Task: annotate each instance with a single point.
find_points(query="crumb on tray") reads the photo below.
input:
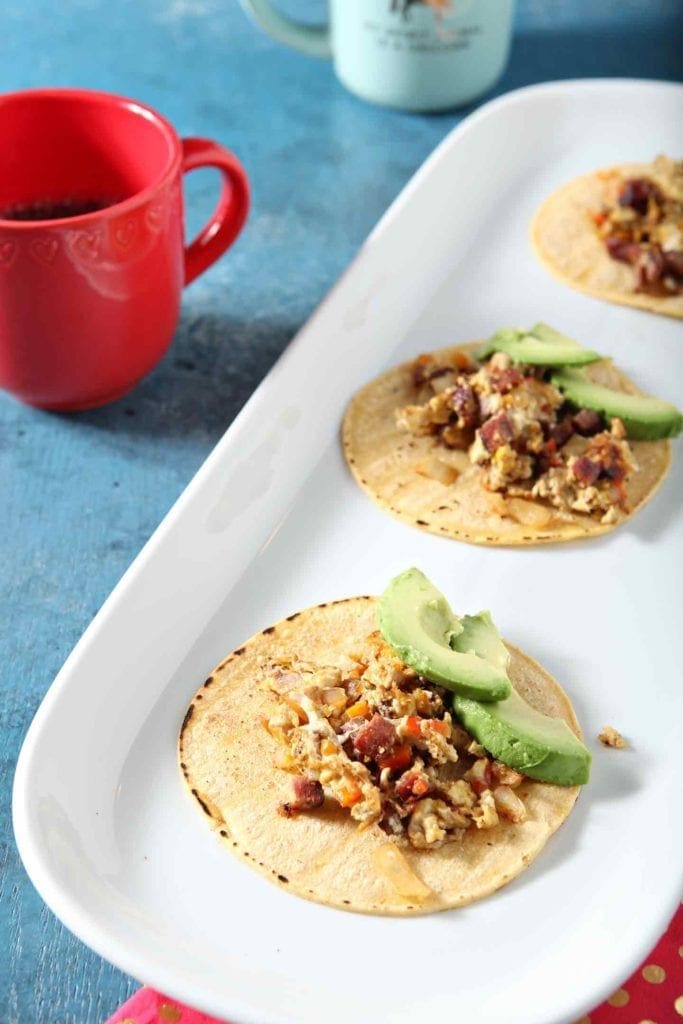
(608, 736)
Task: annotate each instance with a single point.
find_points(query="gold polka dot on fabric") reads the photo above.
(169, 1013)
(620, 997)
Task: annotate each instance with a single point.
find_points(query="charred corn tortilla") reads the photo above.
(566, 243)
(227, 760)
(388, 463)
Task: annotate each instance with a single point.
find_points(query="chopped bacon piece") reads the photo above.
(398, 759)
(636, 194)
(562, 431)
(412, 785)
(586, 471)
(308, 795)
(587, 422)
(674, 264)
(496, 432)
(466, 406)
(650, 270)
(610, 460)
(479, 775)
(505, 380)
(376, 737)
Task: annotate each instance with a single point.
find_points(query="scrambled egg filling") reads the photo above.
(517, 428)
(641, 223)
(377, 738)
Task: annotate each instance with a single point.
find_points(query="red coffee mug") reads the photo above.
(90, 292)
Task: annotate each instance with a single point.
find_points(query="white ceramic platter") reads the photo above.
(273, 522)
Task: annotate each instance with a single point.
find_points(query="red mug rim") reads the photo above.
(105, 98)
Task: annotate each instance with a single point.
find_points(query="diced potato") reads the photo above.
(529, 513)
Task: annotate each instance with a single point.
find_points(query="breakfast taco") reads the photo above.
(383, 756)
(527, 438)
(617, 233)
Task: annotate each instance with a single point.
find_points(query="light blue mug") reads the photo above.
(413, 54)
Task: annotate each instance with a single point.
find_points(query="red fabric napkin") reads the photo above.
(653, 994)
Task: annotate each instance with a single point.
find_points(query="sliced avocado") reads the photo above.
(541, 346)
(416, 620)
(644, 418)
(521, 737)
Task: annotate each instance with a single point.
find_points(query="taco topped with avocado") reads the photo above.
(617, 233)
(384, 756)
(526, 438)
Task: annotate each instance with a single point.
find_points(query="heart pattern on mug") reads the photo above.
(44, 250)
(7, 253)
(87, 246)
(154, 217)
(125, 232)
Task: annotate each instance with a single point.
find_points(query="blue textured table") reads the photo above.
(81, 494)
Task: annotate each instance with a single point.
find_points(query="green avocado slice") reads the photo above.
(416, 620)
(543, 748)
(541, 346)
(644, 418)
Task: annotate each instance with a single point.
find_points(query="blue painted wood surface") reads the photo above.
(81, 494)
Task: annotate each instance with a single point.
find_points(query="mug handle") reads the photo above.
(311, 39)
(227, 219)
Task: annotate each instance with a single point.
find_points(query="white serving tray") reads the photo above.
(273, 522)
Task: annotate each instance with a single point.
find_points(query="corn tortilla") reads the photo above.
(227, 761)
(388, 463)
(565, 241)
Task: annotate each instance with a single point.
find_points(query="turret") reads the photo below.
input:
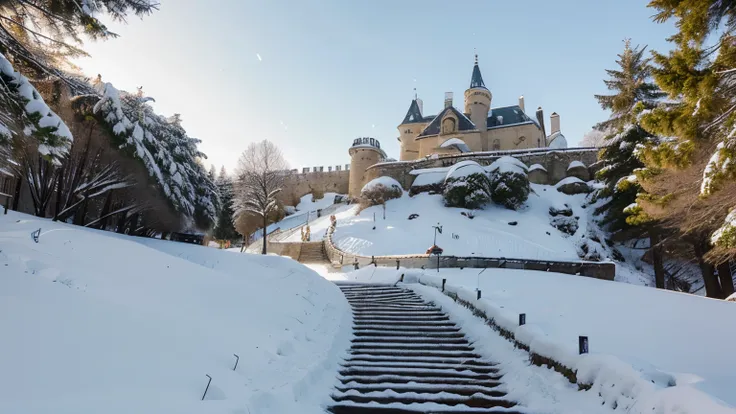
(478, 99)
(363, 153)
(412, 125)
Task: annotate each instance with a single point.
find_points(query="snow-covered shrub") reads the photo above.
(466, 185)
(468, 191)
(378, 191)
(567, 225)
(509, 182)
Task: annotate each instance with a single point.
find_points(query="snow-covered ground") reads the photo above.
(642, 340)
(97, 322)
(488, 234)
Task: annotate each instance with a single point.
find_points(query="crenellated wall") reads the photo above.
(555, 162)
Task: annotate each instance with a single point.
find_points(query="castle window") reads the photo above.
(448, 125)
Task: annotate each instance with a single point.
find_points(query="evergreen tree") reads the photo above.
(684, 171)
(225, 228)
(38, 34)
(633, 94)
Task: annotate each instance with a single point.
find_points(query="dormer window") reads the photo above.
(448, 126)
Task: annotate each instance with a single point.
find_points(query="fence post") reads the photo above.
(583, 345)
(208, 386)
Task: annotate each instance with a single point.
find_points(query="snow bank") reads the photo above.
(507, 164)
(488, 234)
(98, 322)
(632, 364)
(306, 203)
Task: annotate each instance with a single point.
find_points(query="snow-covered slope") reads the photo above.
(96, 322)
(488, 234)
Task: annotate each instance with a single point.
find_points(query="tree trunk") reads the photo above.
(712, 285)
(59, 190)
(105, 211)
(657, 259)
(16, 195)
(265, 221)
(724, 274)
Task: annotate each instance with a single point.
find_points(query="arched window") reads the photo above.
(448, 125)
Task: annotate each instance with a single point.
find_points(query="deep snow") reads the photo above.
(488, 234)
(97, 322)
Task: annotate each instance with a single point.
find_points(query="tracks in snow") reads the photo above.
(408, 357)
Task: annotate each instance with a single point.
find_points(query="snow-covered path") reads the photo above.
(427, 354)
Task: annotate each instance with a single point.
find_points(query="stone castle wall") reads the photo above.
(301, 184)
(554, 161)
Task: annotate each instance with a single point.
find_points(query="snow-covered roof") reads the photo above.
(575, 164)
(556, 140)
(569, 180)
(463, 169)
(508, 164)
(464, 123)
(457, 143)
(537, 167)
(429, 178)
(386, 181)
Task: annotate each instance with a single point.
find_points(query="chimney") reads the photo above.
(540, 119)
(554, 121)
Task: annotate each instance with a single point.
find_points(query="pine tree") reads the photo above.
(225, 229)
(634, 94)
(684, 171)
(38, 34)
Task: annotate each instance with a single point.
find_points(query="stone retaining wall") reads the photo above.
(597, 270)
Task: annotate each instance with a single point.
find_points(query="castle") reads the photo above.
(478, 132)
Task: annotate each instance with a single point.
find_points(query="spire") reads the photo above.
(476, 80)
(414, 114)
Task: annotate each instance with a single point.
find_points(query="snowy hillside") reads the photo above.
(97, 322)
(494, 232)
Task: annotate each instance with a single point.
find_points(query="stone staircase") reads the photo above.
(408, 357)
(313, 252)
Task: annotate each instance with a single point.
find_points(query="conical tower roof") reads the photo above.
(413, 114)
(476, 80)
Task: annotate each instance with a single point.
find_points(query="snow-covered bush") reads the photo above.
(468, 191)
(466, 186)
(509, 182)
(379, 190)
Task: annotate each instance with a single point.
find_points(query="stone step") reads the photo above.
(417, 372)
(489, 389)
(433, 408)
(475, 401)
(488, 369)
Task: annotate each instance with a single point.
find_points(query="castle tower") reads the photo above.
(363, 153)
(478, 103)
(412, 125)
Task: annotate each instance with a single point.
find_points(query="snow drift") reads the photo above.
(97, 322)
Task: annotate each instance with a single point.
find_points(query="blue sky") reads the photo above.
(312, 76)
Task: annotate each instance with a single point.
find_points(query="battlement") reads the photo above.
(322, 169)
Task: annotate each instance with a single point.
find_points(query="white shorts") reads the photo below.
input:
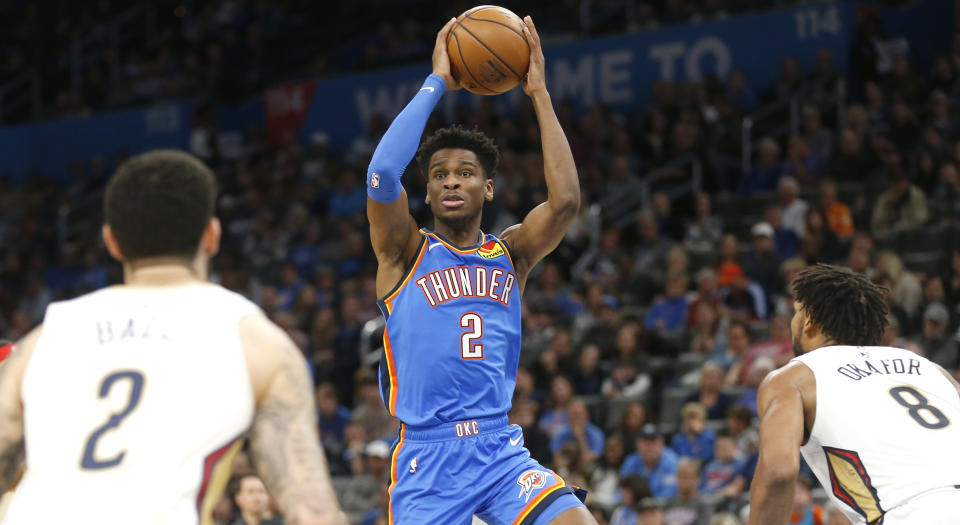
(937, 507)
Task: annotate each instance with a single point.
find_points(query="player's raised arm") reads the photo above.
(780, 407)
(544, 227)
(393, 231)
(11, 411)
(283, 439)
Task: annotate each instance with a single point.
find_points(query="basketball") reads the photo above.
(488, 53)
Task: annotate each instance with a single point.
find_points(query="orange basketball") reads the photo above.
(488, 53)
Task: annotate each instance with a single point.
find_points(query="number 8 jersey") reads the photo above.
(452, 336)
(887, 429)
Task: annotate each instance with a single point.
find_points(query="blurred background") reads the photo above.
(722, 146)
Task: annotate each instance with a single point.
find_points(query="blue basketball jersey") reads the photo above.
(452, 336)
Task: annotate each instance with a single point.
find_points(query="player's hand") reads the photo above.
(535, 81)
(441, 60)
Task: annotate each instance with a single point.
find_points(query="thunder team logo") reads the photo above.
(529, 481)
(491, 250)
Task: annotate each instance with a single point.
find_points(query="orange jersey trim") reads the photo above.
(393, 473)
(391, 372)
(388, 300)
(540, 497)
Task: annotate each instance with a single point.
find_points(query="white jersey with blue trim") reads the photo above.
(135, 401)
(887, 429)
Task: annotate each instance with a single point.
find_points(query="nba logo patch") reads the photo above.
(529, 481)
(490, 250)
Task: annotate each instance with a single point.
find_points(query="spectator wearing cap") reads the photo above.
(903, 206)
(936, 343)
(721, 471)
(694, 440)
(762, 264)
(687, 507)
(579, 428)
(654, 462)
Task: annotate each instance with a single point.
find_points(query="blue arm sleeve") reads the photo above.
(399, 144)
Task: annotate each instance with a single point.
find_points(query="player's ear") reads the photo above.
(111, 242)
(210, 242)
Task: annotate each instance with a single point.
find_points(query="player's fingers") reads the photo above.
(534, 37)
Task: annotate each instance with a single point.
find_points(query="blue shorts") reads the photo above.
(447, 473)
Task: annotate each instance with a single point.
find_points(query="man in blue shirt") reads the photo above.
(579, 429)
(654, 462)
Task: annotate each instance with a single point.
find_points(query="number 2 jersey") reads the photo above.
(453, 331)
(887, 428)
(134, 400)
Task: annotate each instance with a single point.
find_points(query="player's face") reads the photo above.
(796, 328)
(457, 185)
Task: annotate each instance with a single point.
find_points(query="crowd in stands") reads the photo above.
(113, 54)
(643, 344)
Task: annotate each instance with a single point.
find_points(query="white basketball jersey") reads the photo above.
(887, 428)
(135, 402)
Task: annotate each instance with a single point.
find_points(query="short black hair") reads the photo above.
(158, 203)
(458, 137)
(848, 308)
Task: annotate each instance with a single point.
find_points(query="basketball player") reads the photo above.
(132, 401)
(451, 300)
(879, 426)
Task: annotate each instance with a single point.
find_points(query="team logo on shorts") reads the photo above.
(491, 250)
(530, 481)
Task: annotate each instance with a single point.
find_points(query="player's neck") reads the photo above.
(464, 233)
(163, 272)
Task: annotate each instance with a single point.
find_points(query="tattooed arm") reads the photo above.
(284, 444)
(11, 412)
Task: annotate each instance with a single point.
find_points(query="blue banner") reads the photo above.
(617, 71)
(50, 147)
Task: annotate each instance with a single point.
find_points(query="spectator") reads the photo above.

[Given problem]:
Gather every line in the entries above that contains the string "avocado" and copy each of those lines in full.

[Finished answer]:
find_points(query="sliced avocado") reads the photo above.
find_points(query="taco topped with avocado") reads the photo above.
find_points(query="green avocado slice") reads the photo above.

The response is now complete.